**What this task involves**
Retype precisely the section of the data that starts at the line containing "the grey trousers." and runs to its final line, ends included.

**Dataset entries**

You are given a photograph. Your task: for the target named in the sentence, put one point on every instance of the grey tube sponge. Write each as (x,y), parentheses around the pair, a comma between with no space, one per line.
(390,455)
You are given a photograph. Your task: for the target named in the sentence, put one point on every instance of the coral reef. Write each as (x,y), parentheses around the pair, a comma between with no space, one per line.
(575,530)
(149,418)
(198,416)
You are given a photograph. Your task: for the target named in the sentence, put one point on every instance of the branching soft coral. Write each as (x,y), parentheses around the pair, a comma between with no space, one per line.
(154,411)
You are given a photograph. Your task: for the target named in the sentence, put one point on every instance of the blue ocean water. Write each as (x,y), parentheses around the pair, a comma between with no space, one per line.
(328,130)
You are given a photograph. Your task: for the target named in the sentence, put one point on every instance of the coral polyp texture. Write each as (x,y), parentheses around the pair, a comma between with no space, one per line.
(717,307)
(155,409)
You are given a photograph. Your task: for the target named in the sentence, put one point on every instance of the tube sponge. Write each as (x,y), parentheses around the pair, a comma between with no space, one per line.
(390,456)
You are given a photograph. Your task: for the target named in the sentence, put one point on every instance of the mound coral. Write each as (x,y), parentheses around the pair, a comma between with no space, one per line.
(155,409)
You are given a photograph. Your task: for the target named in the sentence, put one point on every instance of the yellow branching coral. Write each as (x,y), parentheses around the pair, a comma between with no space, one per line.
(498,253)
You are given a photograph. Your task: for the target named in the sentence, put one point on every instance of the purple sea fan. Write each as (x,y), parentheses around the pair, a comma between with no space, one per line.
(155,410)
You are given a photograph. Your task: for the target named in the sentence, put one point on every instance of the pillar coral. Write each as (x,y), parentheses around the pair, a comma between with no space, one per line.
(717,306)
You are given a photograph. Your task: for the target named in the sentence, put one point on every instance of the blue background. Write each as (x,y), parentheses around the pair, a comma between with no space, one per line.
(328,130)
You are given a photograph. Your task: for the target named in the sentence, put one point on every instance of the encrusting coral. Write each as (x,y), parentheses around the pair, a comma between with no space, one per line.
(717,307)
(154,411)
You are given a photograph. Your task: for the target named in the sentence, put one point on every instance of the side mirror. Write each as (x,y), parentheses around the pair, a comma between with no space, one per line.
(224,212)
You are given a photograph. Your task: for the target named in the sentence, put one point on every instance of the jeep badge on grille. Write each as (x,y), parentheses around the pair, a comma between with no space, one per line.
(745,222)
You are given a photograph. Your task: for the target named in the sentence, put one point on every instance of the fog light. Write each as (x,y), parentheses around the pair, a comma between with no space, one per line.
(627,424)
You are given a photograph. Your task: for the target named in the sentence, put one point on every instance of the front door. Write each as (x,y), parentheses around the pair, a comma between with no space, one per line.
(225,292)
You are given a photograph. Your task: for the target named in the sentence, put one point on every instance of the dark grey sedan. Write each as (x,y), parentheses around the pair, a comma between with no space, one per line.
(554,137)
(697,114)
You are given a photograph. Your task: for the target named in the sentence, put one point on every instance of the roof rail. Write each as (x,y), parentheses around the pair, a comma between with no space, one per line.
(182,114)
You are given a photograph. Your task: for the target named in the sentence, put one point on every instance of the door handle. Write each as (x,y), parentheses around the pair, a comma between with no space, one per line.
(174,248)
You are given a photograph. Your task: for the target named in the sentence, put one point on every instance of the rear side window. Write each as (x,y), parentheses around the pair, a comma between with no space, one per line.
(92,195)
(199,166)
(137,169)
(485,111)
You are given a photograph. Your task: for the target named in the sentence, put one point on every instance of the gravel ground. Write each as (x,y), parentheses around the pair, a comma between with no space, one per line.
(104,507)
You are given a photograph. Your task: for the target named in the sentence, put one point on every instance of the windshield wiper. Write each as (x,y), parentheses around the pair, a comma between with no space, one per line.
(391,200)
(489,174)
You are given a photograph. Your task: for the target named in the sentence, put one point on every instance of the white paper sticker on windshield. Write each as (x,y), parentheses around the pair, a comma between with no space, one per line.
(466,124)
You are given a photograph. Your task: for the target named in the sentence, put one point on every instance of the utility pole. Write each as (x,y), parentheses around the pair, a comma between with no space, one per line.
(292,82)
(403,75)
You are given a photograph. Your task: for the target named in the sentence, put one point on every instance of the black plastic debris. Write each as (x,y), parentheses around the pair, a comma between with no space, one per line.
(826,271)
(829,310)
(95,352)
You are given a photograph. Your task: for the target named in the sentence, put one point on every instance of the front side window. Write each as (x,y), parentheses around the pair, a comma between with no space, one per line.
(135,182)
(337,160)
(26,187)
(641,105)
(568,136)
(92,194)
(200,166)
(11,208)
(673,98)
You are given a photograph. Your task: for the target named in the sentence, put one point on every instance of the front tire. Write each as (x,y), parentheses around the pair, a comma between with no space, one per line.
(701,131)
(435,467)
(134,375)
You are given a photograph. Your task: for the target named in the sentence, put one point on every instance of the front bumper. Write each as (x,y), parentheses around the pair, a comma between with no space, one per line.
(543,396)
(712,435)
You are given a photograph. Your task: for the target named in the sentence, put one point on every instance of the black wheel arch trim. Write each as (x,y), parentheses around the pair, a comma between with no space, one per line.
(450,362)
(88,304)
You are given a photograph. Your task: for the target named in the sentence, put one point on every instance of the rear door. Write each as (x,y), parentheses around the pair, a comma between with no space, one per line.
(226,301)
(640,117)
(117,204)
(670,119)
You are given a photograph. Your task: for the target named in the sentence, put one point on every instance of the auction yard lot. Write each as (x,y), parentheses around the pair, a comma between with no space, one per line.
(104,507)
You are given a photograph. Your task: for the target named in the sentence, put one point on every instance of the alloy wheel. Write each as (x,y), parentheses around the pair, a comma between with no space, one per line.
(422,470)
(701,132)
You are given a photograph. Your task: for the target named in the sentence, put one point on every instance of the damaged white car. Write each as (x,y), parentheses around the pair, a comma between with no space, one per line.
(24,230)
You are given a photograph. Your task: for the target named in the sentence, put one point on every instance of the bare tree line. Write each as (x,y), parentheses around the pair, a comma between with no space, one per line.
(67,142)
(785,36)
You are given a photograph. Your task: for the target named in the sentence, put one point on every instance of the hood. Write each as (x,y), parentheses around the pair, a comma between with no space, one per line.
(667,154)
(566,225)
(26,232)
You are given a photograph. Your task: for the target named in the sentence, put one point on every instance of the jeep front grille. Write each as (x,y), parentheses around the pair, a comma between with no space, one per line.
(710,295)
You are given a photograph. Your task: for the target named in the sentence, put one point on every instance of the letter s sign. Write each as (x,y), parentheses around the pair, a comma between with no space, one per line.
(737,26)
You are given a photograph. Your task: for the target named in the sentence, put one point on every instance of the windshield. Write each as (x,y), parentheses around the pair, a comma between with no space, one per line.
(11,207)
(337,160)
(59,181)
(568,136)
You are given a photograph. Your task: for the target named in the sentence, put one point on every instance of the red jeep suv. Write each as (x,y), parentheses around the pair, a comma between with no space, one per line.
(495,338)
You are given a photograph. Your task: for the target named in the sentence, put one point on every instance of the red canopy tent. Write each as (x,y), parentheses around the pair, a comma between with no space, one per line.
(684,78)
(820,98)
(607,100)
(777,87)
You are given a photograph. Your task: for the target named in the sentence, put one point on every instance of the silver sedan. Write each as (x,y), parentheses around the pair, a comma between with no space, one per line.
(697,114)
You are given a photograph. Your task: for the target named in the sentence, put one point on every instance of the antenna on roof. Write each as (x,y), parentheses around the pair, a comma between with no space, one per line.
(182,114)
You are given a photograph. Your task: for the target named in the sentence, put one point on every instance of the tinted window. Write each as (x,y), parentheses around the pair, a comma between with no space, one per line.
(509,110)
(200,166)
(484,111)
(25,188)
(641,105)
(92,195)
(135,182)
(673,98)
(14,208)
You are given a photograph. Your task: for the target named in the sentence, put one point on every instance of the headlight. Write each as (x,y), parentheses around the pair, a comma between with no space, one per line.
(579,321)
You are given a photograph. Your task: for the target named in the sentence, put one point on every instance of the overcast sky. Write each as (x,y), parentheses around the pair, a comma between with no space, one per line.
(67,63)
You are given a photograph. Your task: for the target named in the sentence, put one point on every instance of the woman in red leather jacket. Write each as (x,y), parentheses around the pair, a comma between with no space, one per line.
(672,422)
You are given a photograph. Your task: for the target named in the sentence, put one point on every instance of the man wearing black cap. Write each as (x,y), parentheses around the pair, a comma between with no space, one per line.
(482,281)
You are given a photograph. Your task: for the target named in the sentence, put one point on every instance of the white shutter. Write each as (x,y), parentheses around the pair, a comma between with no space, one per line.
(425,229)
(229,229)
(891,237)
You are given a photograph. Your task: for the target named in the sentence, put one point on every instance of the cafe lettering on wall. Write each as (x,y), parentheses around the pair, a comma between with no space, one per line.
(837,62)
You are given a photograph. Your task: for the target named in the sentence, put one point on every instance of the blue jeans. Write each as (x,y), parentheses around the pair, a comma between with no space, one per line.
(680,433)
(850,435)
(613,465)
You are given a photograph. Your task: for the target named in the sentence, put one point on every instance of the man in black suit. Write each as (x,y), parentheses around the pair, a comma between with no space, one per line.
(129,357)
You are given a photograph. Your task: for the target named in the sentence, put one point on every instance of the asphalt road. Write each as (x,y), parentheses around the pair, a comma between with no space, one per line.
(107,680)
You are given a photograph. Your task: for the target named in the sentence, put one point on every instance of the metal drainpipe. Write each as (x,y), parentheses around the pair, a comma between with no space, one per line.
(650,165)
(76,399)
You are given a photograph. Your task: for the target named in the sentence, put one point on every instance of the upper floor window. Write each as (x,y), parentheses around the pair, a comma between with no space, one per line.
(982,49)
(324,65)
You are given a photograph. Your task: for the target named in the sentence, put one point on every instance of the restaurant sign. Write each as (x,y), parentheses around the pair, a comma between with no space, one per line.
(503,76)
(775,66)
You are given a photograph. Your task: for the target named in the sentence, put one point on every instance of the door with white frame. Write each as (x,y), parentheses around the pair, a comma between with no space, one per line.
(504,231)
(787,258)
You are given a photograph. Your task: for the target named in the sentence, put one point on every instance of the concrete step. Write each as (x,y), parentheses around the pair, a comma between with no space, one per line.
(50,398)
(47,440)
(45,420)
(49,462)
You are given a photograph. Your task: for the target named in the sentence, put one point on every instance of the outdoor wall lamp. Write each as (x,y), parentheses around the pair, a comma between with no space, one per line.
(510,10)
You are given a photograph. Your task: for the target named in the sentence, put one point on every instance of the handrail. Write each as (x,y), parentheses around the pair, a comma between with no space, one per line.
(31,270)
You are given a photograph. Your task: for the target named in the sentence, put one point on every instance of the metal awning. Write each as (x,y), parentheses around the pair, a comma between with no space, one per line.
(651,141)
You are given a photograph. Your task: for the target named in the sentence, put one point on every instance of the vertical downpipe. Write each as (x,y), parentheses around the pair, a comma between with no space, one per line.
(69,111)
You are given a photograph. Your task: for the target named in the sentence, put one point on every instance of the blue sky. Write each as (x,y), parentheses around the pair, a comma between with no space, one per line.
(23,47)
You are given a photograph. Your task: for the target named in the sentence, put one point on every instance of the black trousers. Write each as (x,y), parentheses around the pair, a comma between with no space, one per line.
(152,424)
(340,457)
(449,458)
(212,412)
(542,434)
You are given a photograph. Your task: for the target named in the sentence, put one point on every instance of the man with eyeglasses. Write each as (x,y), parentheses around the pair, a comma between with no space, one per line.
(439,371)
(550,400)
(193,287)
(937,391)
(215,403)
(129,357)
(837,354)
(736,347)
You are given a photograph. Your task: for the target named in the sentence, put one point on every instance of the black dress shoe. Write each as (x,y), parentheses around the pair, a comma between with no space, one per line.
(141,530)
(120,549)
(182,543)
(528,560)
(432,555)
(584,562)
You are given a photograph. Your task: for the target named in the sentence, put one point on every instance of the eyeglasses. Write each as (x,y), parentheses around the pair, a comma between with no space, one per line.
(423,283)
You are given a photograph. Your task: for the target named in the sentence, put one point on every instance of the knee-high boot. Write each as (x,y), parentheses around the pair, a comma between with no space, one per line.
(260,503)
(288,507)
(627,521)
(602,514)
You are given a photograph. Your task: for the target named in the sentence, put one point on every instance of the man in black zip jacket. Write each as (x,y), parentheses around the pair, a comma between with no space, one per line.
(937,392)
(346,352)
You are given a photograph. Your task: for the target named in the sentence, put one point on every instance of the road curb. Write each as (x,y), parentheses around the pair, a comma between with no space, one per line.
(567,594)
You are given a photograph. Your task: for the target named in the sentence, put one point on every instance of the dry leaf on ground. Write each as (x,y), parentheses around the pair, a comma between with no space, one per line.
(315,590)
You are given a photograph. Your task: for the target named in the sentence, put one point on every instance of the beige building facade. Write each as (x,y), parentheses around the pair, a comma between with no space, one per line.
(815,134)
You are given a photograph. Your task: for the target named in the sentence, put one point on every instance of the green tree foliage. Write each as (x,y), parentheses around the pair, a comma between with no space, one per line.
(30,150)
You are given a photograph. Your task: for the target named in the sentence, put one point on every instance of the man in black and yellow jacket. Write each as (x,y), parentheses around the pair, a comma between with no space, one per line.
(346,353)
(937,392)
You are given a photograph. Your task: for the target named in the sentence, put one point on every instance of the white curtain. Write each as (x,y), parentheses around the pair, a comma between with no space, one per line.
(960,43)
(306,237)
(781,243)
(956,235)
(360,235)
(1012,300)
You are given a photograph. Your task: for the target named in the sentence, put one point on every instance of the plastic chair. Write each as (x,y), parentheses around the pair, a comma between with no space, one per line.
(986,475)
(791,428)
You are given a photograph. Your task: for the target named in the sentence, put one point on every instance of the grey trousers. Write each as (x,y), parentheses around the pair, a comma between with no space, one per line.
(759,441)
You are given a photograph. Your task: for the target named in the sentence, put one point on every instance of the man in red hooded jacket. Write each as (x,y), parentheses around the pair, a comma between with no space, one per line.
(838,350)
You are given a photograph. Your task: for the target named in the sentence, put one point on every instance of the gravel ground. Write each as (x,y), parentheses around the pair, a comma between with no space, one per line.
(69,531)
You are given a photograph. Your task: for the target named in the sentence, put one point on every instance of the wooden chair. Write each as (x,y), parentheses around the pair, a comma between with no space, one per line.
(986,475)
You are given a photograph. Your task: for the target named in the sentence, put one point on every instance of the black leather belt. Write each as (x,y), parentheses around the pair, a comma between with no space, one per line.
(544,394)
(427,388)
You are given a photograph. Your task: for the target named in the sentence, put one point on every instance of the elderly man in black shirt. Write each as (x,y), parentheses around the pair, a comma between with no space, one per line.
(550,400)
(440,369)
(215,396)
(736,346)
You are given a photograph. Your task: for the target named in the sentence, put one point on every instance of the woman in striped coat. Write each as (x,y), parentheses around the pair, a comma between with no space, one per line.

**Written response**
You are given a photograph. Your task: for the target named in the sentence, put one point on every instance of the grey trousers. Write each as (x,y), parentheses around the pair, a comma between with no space, one per line.
(759,441)
You are given a photograph. Your task: for the target named in the sentence, put one point on every instance of the man in red hooded jacket. Write each as (x,y), parentheses around the pair, a comma between with no space, one per line.
(838,350)
You are given a photograph. Your task: for the target named in the sentence, put one point on every instance of the gravel ground. Write each as (x,y), parentheses around the pair, a comma between with no space, one per line.
(69,531)
You are given a photograph. Your task: for the target named in the sentence, put one point on every instance of the wooden chair. Write each as (x,y), parentheses around the pair, a comma between with no space, one per line.
(986,475)
You are given a photograph. Your task: for the target named in the sentence, put one point on every instance of the black leather belt. Write each as (x,y), parentheses around the pair, a comma between with no space, one per line.
(544,394)
(427,388)
You are given a photograph. Your task: for the target named in the sentence, put one point on every instance of the elderly man in black shirt. Write each as (x,y), parentheses around the pair, a comma between with no space, one per line.
(550,400)
(440,369)
(215,396)
(736,346)
You are given a photograph. Your task: for the target named in the sentence, put one point on every instance of the woman in striped coat. Write each as (x,y), parentheses around the pair, a comma between with no space, one per line.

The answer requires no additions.